Requirements → Write out each of the entries below word for word, keeping every line unchanged.
__________________________________________________
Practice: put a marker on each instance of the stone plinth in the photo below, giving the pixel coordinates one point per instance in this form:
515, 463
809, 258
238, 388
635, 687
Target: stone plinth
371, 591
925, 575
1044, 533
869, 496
__________________________________________________
Reply →
Practice: put a marker on each instance of the stone plinth in the photo below, giving the pixel coordinates one point per instance in this form:
515, 463
809, 258
238, 388
635, 687
Target: stone plinth
371, 591
925, 575
1044, 533
869, 496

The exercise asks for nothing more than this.